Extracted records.
· · · ·

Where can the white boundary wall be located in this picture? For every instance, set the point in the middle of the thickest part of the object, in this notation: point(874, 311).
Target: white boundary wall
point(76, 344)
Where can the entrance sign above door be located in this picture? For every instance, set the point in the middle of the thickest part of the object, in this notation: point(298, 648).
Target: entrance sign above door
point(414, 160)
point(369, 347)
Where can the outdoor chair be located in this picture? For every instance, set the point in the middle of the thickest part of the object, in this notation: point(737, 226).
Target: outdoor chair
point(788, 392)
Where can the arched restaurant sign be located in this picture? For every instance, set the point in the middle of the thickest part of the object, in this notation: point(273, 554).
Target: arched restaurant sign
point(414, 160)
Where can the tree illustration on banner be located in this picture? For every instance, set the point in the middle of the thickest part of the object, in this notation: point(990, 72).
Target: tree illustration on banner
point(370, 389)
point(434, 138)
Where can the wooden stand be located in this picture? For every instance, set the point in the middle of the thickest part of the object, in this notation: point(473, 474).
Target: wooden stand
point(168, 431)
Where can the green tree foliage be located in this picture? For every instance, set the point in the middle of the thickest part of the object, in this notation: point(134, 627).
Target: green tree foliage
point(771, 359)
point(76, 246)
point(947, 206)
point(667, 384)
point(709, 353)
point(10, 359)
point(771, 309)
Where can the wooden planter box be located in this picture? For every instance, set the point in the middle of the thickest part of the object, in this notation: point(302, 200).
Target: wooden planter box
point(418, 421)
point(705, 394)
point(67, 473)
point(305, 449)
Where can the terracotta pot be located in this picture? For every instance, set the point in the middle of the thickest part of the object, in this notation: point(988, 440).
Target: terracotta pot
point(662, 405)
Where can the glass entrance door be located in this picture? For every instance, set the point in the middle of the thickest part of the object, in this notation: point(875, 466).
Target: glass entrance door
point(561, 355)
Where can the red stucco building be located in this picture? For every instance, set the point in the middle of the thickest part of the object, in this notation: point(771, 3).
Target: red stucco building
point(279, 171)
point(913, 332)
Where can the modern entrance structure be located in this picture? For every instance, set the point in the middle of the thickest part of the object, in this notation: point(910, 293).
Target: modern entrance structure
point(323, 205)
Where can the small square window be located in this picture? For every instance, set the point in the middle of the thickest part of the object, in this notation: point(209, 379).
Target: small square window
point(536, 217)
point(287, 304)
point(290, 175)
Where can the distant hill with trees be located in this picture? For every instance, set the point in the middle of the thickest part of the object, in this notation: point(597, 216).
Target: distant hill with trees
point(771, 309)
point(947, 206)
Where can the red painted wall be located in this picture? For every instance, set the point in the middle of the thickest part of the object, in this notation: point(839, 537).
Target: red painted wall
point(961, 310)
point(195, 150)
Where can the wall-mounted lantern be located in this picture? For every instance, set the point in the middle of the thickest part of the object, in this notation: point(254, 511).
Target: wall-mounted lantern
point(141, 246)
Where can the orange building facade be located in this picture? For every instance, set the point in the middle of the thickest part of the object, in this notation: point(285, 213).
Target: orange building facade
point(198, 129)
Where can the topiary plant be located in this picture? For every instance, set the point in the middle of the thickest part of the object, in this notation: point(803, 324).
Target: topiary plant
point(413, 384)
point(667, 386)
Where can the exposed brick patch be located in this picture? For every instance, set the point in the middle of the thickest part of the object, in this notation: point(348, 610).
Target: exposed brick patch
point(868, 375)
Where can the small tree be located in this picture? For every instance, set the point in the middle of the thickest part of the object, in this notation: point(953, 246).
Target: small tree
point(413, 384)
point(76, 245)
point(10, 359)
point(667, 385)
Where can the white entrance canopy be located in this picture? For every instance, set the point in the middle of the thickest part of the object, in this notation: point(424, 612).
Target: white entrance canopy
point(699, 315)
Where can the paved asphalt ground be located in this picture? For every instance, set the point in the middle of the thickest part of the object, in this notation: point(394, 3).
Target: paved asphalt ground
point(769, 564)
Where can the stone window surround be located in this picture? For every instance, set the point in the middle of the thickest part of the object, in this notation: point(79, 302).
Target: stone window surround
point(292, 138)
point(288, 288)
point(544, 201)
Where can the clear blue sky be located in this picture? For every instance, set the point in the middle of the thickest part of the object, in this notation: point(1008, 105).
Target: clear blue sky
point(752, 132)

· · · ·

Work to complete.
Each record must be returned in full and exactly.

The answer.
Where can the white boundary wall be located in this picture? For every instance, set the point in the middle of the thickest part of the object, in this notation: point(874, 311).
Target: white boundary wall
point(76, 344)
Where can the entrance sign above door be located in this picture? For every instance, set the point in the middle of the thickest part of the object, in this notation: point(298, 648).
Target: entrance sign above door
point(414, 160)
point(369, 347)
Where can the outdoor chair be located in this picture? For every instance, set the point in the middle of the thickest part of the object, in this notation: point(737, 226).
Target: outdoor chair
point(788, 392)
Where can the arched restaurant sign be located in this picture? For every instance, set the point in the middle of the thickest part of the object, in this notation: point(273, 554).
Target: arched restaurant sign
point(414, 160)
Where can the tree illustration on banner be located in this picture? For every instance, set the point in the middle of the thickest part of the object, in this notation: point(990, 72).
Target: tree illustration on banner
point(370, 389)
point(434, 138)
Where can the wooden stand be located in this picture? For every instance, set the point in the middle of the thickest part of the object, in this notation: point(473, 474).
Target: wooden stand
point(168, 431)
Where can the green tree foliage be located in this picture? For every instance, set the point in the middle of the thickest part of the object, in this notation: point(134, 627).
Target: green tree foliage
point(771, 359)
point(76, 246)
point(947, 206)
point(667, 384)
point(709, 353)
point(10, 359)
point(771, 309)
Where can the wooden planter box be located in this picture? For every instance, set the point in the middle of the thickest part of the object, in this notation: point(302, 200).
Target: wooden planter box
point(418, 421)
point(705, 394)
point(67, 473)
point(305, 449)
Where can the terracotta pot be located in this picture? For every instance, set the point in the middle of the thickest part of the object, in this notation: point(988, 440).
Target: terracotta pot
point(662, 405)
Where can the glass entrance door be located in this picture? For every instance, set the point in the middle of the thickest part of the object, in this notation: point(875, 466).
Target: glass entrance door
point(561, 355)
Where can the red stucco building be located in this picture? For every instance, set the point in the middle of the thickest part of the object, in this notation: point(771, 3).
Target: red stucco building
point(279, 171)
point(913, 332)
Where can the modern entrance structure be located in this picture? For every instance, set the point in the middle of the thickest part of the object, in this notation: point(910, 293).
Target: modern entrance structure
point(323, 205)
Where can the small square window be located in this picture? For every instance, set the point in the middle of the thickest part of the object, in this notation: point(209, 379).
Target: small square window
point(536, 217)
point(287, 304)
point(290, 175)
Where can the distant hill with trees be located in this picture? For every instance, set the point in the middle of the thickest part of the object, in this notation: point(597, 216).
Target: distant hill with trees
point(771, 309)
point(947, 206)
Where can the red painted wall be located in this picture? For every instance, set the point in the middle of the thickest part of the object, in this notation: point(839, 537).
Target: red painted wall
point(961, 310)
point(195, 150)
Where can the wall-mounted lantern be located in this picture? For every instance, set the point in the middle of the thickest part of the object, in this notation: point(254, 511).
Target: wall-mounted lantern
point(141, 246)
Where can the orange building facade be located in this picture? For every instance, set the point in the middle of the thickest part of the object, in this notation: point(285, 213).
Target: orange building facade
point(198, 129)
Where can the topiary plant be located in this picture? For every instance, set the point in the middle of the thickest part of the object, in this notation: point(803, 324).
Target: topiary plant
point(413, 384)
point(667, 386)
Where can the exposed brick patch be located in this picture? For every instance, set the point in the middle of the thickest part of the object, in this notation: point(348, 610).
Target: exposed brick patch
point(868, 375)
Where can the small tree be located in this picture? For every instance, set the point in the middle of the thickest part of the object, in this notation: point(953, 246).
Target: small tree
point(413, 384)
point(76, 245)
point(10, 359)
point(667, 385)
Where can the white entrance canopy be located in this picture? For every instance, set the point in the middle of the thickest part of the object, in this notation: point(424, 612).
Target: white entrance canopy
point(699, 315)
Where can the paved asphalt ground be located in this picture? For every instance, set the point in the middle of the thickest part of the object, in this notation: point(394, 3).
Target: paved asphalt ground
point(769, 564)
Where can the stone window surround be located in this picture? For every instance, set the point in the middle of the thickest part of the object, in this notation: point(79, 302).
Target: stone window surround
point(292, 138)
point(288, 288)
point(544, 201)
Where can the clear blue sky be located in this picture? For every instance, set the point in the middle of the thickest part of the object, in this notation: point(1008, 105).
Target: clear blue sky
point(752, 132)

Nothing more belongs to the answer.